Task details: For this exercise, write out each entry below exactly as it reads.

[Items listed in a dataset]
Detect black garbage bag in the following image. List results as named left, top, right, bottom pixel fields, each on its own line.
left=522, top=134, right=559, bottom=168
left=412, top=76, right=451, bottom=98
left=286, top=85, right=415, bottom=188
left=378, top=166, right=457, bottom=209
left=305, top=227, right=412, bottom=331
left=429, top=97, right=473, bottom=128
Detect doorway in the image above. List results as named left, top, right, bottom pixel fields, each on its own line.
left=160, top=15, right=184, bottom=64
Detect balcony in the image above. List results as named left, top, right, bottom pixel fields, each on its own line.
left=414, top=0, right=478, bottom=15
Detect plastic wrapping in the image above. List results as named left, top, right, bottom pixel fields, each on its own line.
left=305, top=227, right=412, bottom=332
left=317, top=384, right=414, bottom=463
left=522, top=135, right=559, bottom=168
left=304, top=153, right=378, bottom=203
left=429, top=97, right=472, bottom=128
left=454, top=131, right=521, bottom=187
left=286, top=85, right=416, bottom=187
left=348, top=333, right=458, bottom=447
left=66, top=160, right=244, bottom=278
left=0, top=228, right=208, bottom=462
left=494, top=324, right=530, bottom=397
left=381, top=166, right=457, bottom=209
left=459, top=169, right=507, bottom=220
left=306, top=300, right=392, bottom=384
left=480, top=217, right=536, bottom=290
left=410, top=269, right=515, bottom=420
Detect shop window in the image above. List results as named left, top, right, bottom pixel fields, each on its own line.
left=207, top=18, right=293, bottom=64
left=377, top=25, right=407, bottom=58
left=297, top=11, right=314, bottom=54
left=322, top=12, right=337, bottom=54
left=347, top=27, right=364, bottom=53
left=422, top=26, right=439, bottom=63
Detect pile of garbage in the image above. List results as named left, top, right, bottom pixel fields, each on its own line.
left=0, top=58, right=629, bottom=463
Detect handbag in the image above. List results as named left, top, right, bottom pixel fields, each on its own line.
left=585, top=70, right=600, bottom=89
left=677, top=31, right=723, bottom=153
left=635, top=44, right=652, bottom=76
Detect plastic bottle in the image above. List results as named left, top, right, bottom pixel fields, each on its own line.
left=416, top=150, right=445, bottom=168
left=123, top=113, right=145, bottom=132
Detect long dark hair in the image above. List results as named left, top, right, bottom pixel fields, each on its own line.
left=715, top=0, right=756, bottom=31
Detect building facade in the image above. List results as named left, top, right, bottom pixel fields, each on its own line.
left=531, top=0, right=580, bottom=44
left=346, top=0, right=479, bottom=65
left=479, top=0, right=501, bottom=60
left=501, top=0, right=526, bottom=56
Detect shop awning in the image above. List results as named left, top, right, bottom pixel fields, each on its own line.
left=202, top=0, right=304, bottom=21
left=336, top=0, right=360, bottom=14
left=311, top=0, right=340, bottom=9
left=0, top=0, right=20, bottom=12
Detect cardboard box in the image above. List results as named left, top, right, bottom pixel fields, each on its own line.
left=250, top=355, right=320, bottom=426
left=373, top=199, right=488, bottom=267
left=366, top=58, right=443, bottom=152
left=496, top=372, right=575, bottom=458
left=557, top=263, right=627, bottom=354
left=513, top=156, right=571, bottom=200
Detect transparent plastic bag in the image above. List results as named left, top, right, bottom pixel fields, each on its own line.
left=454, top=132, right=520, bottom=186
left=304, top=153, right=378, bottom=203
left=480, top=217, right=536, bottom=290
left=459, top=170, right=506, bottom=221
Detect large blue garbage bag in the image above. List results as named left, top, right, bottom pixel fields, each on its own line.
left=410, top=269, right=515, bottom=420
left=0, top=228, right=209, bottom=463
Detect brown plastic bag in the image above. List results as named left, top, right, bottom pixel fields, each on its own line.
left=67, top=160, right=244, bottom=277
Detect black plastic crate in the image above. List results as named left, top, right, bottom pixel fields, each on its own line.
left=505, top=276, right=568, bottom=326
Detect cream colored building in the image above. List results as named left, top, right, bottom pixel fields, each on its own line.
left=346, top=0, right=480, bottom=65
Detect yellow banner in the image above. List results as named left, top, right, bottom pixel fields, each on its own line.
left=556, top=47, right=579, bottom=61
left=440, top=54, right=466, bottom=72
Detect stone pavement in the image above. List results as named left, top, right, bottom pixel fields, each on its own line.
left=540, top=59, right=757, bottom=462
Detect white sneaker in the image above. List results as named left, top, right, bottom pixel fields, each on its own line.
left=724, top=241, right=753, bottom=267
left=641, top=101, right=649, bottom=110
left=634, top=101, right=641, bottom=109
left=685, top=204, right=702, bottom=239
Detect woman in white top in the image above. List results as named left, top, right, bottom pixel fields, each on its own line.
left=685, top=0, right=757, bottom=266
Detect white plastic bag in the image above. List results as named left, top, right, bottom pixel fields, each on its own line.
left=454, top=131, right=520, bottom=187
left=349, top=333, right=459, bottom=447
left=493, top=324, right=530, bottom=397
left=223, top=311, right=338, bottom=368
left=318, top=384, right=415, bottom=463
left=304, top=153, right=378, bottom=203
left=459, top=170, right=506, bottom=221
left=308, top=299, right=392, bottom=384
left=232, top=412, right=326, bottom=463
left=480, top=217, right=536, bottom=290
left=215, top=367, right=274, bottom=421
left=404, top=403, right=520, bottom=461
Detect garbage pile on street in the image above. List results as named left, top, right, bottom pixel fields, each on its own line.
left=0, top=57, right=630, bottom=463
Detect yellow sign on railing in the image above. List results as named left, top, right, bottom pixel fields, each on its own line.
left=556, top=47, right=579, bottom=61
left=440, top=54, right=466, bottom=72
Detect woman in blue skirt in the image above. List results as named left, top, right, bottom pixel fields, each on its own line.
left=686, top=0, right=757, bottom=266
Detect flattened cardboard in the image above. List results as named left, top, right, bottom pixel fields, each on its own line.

Exercise output:
Detect black garbage bag in the following image. List results as named left, top, right, bottom pixel fields, each on its own line.
left=522, top=134, right=559, bottom=168
left=412, top=76, right=451, bottom=98
left=286, top=85, right=415, bottom=188
left=378, top=166, right=457, bottom=209
left=305, top=227, right=412, bottom=331
left=429, top=97, right=473, bottom=128
Detect doorway in the image above. List results as named left, top, right, bottom pixel fields, each on its own line.
left=160, top=15, right=184, bottom=64
Detect balcony in the image above. List results as named left, top, right, bottom pixel fields, each on its own line.
left=414, top=0, right=478, bottom=15
Detect plastic wrapping in the image above. List results as named left, top, right, bottom pixel fields, each on its own line.
left=305, top=227, right=412, bottom=332
left=317, top=384, right=414, bottom=463
left=522, top=135, right=559, bottom=168
left=304, top=153, right=378, bottom=203
left=429, top=97, right=472, bottom=128
left=454, top=131, right=521, bottom=187
left=286, top=85, right=416, bottom=187
left=348, top=333, right=458, bottom=447
left=66, top=160, right=244, bottom=278
left=0, top=228, right=208, bottom=462
left=494, top=324, right=530, bottom=397
left=381, top=166, right=457, bottom=209
left=459, top=169, right=507, bottom=220
left=306, top=300, right=392, bottom=384
left=480, top=217, right=536, bottom=290
left=410, top=269, right=515, bottom=420
Detect shop window in the image above. List results as named left, top, right, bottom pixel fields, each on its own line.
left=207, top=18, right=293, bottom=64
left=377, top=25, right=407, bottom=58
left=297, top=11, right=314, bottom=54
left=322, top=12, right=337, bottom=54
left=347, top=27, right=364, bottom=53
left=422, top=26, right=439, bottom=63
Detect pile of garbage in the image above. List results as named left, top, right, bottom pixel fields, each on its own line.
left=0, top=58, right=629, bottom=463
Detect handbag in the image above. List results as named left, top, right, bottom pixel fields, each on its own line.
left=585, top=70, right=600, bottom=89
left=677, top=31, right=723, bottom=153
left=635, top=44, right=652, bottom=76
Detect plastic bottle in the image above. List results as named left, top, right, bottom pixel fields, each on its own line.
left=416, top=150, right=445, bottom=168
left=123, top=113, right=145, bottom=132
Detect long dark hair in the image above. List results as named left, top, right, bottom pixel fields, each on its own line.
left=715, top=0, right=756, bottom=31
Detect building facade in the image above. List results as named left, top, right, bottom pixel fields, each on its own line.
left=531, top=0, right=580, bottom=44
left=346, top=0, right=479, bottom=65
left=479, top=0, right=501, bottom=60
left=501, top=0, right=526, bottom=56
Detect shop awning in the image above. List results as named left, top, right, bottom pixel fields, each on its own line.
left=202, top=0, right=304, bottom=21
left=336, top=0, right=360, bottom=14
left=311, top=0, right=340, bottom=9
left=0, top=0, right=20, bottom=12
Detect cardboard box in the image above. List results as named left, top, right, bottom pixel fields, each on its own line.
left=250, top=355, right=320, bottom=426
left=373, top=199, right=488, bottom=267
left=366, top=58, right=443, bottom=152
left=496, top=372, right=575, bottom=458
left=557, top=263, right=627, bottom=354
left=513, top=156, right=571, bottom=200
Detect transparent plastic bag in the image above. List results as named left, top, right, bottom pixel fields, each on its own line.
left=454, top=132, right=520, bottom=186
left=304, top=153, right=378, bottom=203
left=480, top=217, right=536, bottom=290
left=459, top=170, right=506, bottom=221
Detect large blue garbage bag in the image above. List results as named left, top, right, bottom pixel fields, each on its own line.
left=410, top=269, right=515, bottom=420
left=0, top=228, right=209, bottom=463
Detect brown plastic bag in the image above. List results as named left, top, right, bottom pixel fields, each on its own line.
left=67, top=160, right=244, bottom=277
Detect black plastic crate in the image above. List results as named left, top, right, bottom pixel fields, each on its own line.
left=505, top=276, right=568, bottom=326
Detect cream colored building in the image above. List results as named left, top, right, bottom pixel fields, each on its own line.
left=346, top=0, right=480, bottom=65
Detect yellow banner in the image above. List results as named left, top, right, bottom pixel fields, each on its own line.
left=556, top=47, right=579, bottom=61
left=440, top=54, right=466, bottom=72
Detect stone pavement in the image above. List results as named left, top, right, bottom pixel fields, each on its own line.
left=540, top=59, right=757, bottom=462
Detect white sneaker in the image above. List results as named left, top, right, bottom pixel fields, each on its own line.
left=724, top=241, right=753, bottom=267
left=641, top=101, right=649, bottom=110
left=634, top=101, right=641, bottom=109
left=685, top=204, right=702, bottom=239
Detect woman in white top in the image above. List results as named left, top, right, bottom pixel fields, each on its own line.
left=685, top=0, right=757, bottom=266
Detect white plastic bag in the image above. List results as named left, top, right, bottom pixel fields, each on its own line.
left=454, top=131, right=520, bottom=187
left=349, top=333, right=459, bottom=447
left=493, top=324, right=530, bottom=397
left=223, top=311, right=338, bottom=368
left=318, top=384, right=415, bottom=463
left=304, top=153, right=378, bottom=203
left=459, top=170, right=506, bottom=221
left=308, top=299, right=392, bottom=384
left=232, top=412, right=326, bottom=463
left=480, top=217, right=536, bottom=290
left=215, top=367, right=274, bottom=421
left=404, top=403, right=520, bottom=461
Detect garbage pile on street in the image above. List results as named left, top, right, bottom pixel fields, each on its own line.
left=0, top=57, right=630, bottom=463
Detect yellow sign on railing in the image above. List results as named left, top, right, bottom pixel fields, each on its own line.
left=556, top=47, right=579, bottom=61
left=440, top=54, right=466, bottom=72
Detect woman in blue skirt in the image above. List results as named left, top, right, bottom pixel fields, each on its own line.
left=686, top=0, right=757, bottom=266
Detect flattened cardboard in the image above. List results as named left, top, right, bottom pixel fields, each on its own line.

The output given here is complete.